Exercise directions
Repeat each entry word for word.

Study material

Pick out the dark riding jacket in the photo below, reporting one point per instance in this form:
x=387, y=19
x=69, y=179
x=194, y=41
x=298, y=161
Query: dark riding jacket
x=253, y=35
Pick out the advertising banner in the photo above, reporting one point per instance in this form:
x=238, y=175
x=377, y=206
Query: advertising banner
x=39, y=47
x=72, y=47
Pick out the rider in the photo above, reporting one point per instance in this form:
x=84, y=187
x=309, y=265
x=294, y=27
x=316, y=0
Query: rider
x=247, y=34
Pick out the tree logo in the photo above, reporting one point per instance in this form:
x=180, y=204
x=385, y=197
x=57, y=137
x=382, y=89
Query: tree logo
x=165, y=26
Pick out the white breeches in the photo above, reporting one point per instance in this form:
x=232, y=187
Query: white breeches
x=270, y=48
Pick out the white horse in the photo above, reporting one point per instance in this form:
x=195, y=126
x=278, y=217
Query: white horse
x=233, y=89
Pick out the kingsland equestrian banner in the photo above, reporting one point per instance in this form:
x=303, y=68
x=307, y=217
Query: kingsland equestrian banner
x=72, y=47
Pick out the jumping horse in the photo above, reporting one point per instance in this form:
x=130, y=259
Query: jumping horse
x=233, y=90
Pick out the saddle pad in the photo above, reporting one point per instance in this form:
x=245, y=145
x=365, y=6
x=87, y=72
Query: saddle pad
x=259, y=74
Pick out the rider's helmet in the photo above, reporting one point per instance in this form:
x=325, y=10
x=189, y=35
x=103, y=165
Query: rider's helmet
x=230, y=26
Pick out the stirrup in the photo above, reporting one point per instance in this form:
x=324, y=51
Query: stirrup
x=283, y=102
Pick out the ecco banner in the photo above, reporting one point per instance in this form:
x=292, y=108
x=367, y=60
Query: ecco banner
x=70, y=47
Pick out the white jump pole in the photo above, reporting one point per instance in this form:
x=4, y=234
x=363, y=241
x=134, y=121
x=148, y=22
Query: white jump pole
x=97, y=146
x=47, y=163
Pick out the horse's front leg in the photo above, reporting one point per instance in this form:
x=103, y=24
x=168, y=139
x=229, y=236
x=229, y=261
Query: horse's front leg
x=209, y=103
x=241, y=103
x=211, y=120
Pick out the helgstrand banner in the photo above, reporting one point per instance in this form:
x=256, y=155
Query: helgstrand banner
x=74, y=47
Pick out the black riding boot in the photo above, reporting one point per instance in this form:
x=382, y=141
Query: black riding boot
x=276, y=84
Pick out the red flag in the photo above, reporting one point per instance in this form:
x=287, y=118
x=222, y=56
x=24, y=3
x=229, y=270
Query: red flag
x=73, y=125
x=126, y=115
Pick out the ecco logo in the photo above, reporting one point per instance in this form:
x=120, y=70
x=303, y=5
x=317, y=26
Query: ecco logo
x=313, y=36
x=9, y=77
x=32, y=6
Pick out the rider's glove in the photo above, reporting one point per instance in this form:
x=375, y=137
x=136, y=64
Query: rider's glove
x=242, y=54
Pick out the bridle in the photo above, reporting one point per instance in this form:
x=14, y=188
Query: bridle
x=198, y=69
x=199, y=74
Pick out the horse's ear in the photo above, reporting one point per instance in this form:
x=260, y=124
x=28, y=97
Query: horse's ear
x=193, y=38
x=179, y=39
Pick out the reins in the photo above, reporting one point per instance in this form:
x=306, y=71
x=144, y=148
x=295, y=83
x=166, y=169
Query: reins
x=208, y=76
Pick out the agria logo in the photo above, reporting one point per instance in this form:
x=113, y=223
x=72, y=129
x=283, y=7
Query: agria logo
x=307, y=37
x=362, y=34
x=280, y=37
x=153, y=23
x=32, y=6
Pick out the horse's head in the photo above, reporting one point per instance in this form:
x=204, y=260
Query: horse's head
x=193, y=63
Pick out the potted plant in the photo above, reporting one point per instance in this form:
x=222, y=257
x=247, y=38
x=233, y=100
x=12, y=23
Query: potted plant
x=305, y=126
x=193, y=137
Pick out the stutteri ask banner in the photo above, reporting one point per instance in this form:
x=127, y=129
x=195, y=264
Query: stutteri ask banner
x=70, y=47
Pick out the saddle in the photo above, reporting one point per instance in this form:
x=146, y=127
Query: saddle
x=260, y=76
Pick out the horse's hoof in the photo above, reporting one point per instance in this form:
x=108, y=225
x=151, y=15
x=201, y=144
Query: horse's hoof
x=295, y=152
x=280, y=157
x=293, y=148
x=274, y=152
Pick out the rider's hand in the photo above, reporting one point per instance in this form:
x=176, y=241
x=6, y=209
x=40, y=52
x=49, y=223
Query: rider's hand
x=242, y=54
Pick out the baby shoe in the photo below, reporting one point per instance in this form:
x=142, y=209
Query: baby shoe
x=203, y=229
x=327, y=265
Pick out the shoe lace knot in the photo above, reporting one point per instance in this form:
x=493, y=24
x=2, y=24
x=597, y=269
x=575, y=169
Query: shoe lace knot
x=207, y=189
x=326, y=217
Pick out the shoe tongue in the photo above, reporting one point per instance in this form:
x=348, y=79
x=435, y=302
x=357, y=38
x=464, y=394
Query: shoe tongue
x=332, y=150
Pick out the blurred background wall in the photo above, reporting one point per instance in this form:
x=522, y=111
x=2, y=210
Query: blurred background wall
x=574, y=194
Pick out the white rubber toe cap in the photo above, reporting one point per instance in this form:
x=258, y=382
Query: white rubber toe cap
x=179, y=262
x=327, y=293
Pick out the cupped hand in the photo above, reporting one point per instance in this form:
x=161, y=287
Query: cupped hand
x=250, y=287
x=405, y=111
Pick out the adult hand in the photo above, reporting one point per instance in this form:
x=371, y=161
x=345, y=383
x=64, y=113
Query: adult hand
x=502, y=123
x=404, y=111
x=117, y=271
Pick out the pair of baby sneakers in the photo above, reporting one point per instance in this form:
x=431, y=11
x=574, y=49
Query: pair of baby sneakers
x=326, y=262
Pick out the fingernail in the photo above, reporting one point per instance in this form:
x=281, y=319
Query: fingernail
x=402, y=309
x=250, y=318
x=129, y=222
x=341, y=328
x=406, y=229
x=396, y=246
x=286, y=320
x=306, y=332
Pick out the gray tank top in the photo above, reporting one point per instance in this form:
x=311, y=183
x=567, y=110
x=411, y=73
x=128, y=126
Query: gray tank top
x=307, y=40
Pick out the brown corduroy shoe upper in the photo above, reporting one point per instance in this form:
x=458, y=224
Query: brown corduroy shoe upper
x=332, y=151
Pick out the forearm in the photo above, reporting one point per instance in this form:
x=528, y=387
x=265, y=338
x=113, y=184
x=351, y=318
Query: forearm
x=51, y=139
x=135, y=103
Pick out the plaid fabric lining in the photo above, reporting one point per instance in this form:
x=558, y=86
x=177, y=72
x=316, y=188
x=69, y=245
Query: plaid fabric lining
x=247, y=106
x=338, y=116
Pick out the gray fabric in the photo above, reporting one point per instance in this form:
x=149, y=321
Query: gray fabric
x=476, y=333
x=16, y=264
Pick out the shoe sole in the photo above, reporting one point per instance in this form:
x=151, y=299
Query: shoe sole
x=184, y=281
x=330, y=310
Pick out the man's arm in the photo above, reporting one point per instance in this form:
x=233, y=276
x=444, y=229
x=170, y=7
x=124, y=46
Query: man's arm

Reply
Pick out the dark riding jacket in the photo below, reporting one point per instance in this form:
x=387, y=19
x=69, y=179
x=194, y=41
x=298, y=161
Query: dark riding jacket
x=253, y=35
Pick out the advertising banner in the photo above, reporting one point per instance in this form:
x=238, y=175
x=377, y=206
Query: advertising banner
x=39, y=47
x=72, y=47
Pick out the rider in the photo above, reporting one point per instance in this form:
x=84, y=187
x=309, y=265
x=294, y=27
x=316, y=0
Query: rider
x=247, y=34
Pick out the tree logo in the photo above, reporting one point per instance in this form:
x=180, y=204
x=385, y=197
x=57, y=137
x=382, y=89
Query: tree logo
x=165, y=26
Pick out the white breeches in the photo above, reporting one point per instance in this form:
x=232, y=187
Query: white breeches
x=270, y=48
Pick out the white horse in the photo above, reporting one point per instance in this form:
x=195, y=126
x=278, y=217
Query: white horse
x=233, y=89
Pick out the kingsland equestrian banner in the photo above, reporting one point per instance in this form:
x=303, y=68
x=307, y=217
Query: kingsland equestrian banner
x=72, y=47
Pick out the jumping horse in the photo above, reporting one point per instance in this form:
x=130, y=259
Query: jumping horse
x=233, y=90
Pick out the saddle pad in the photo above, reporting one point per instance in this form:
x=245, y=145
x=365, y=6
x=87, y=72
Query: saddle pad
x=259, y=74
Pick out the rider's helmet in the photo above, reporting one point per instance in this form:
x=325, y=10
x=189, y=35
x=103, y=165
Query: rider's helmet
x=230, y=26
Pick out the stirrup in the photo above, reporting one point per instance in this form:
x=324, y=51
Query: stirrup
x=283, y=102
Pick out the ecco banner in the photo above, reporting one point per instance in this form:
x=292, y=108
x=367, y=60
Query: ecco banner
x=70, y=47
Pick out the white jump pole in the photo above, reporting one point per instance in this form:
x=4, y=234
x=363, y=241
x=134, y=121
x=148, y=22
Query: white jump pole
x=97, y=146
x=47, y=163
Pick out the horse's front leg in the photo above, reporting one point per instance in this form:
x=103, y=24
x=168, y=139
x=229, y=236
x=229, y=261
Query: horse's front leg
x=209, y=103
x=241, y=103
x=211, y=120
Pick out the helgstrand banner in the photo above, reporting one point per instance in this form:
x=256, y=155
Query: helgstrand banner
x=74, y=47
Pick out the black riding boot in the photo above, reporting one point per instance in this form:
x=382, y=141
Query: black riding boot
x=276, y=84
Pick out the red flag in the photo above, reporting one point per instance in this form:
x=287, y=118
x=222, y=56
x=24, y=3
x=229, y=270
Query: red flag
x=73, y=125
x=126, y=115
Pick out the ecco logo in the photo above, reporting one point per instance in this form:
x=120, y=70
x=303, y=5
x=317, y=26
Query: ecco logo
x=313, y=36
x=9, y=77
x=32, y=6
Pick out the rider's glove in the photo above, reporting one point per instance in this form:
x=375, y=137
x=136, y=64
Query: rider's glove
x=242, y=54
Pick out the bridle in the photo above, reporting one point per instance in this form:
x=14, y=188
Query: bridle
x=198, y=69
x=199, y=74
Pick out the horse's ear in the photo above, reporting one point per instance in this form:
x=260, y=124
x=28, y=97
Query: horse's ear
x=193, y=38
x=179, y=39
Pick out the reins in the photo above, reporting one point per instance in this form:
x=306, y=71
x=144, y=148
x=295, y=83
x=166, y=169
Query: reins
x=208, y=76
Pick out the agria logo in the photo above, reporting one point per instance in this form:
x=113, y=223
x=72, y=129
x=283, y=7
Query: agria logo
x=307, y=37
x=362, y=34
x=280, y=37
x=153, y=23
x=32, y=6
Pick out the horse's head in the photo above, reporting one point per instance in this form:
x=204, y=260
Query: horse's head
x=193, y=63
Pick out the potted plant in the photo above, reporting one point per instance in this form:
x=222, y=257
x=247, y=38
x=233, y=100
x=12, y=23
Query: potted plant
x=305, y=126
x=193, y=137
Pick out the stutteri ask banner in the photo above, reporting one point per instance in this form:
x=127, y=129
x=195, y=264
Query: stutteri ask banner
x=70, y=47
Pick out the saddle in the photo above, reporting one point per instance in this form:
x=146, y=127
Query: saddle
x=260, y=76
Pick out the horse's hoof in the photo above, reporting one point per instance in this form:
x=108, y=225
x=151, y=15
x=201, y=144
Query: horse's hoof
x=295, y=152
x=280, y=157
x=293, y=148
x=274, y=152
Pick out the rider's hand in the photo above, reporting one point per instance in this form:
x=176, y=241
x=6, y=209
x=40, y=52
x=49, y=223
Query: rider's hand
x=242, y=54
Pick out the baby shoe in the photo below, reporting one point per instance in this form:
x=142, y=209
Query: baby shoe
x=203, y=229
x=327, y=265
Pick out the shoe lace knot in the photo above, reporting one point per instance in this form:
x=493, y=24
x=2, y=24
x=597, y=269
x=575, y=169
Query: shoe lace knot
x=207, y=189
x=326, y=217
Pick out the shoe tongue in the photo above, reporting one point per instance in this form:
x=348, y=79
x=435, y=302
x=357, y=38
x=464, y=394
Query: shoe tongue
x=332, y=150
Pick out the blurred background wall in the photo above, reporting one point per instance in this form:
x=522, y=111
x=2, y=210
Query: blurred background wall
x=574, y=194
Pick out the white rubber toe cap in the photo above, reporting one point per instance in this form:
x=258, y=382
Query: white rubber toe cap
x=179, y=262
x=327, y=293
Pick out the cupped hand in the photo above, reporting one point per instance in this form:
x=161, y=287
Query: cupped hand
x=250, y=287
x=405, y=111
Pick out the adult hand in the photo above, reporting one point per instance in this form:
x=371, y=161
x=345, y=383
x=64, y=113
Query: adult hand
x=502, y=123
x=404, y=111
x=117, y=271
Pick out the pair of baby sneakers in the photo above, reporting one point per instance in this form:
x=431, y=11
x=574, y=49
Query: pair of baby sneakers
x=326, y=262
Pick out the fingernail in the photo above, reporting one point per instance in this form:
x=281, y=319
Query: fingernail
x=402, y=309
x=250, y=318
x=129, y=222
x=341, y=328
x=406, y=229
x=396, y=246
x=286, y=320
x=306, y=332
Pick out the gray tank top in the photo above, reporting one point per instance in this form:
x=311, y=183
x=567, y=110
x=411, y=73
x=128, y=126
Query: gray tank top
x=307, y=40
Pick out the brown corduroy shoe upper in the photo above, reporting one point per instance in this form:
x=458, y=224
Query: brown corduroy shoe upper
x=332, y=151
Pick out the forearm in the photo above, reporting one point per instance in this form:
x=528, y=387
x=265, y=338
x=113, y=184
x=351, y=318
Query: forearm
x=51, y=139
x=135, y=103
Pick out the plaid fabric lining in the photo above, reporting one point per instance in this form:
x=558, y=86
x=177, y=72
x=316, y=188
x=69, y=245
Query: plaid fabric lining
x=247, y=106
x=338, y=116
Pick out the gray fabric in the photo above, reporting one point per instance in this form:
x=149, y=321
Query: gray fabric
x=476, y=333
x=16, y=264
Pick out the shoe sole in the photo above, reporting one point per instance in this form:
x=151, y=299
Query: shoe sole
x=184, y=281
x=330, y=310
Pick out the man's arm in the photo above, reporting one point per instance in this form:
x=233, y=276
x=444, y=229
x=170, y=7
x=124, y=46
Query: man's arm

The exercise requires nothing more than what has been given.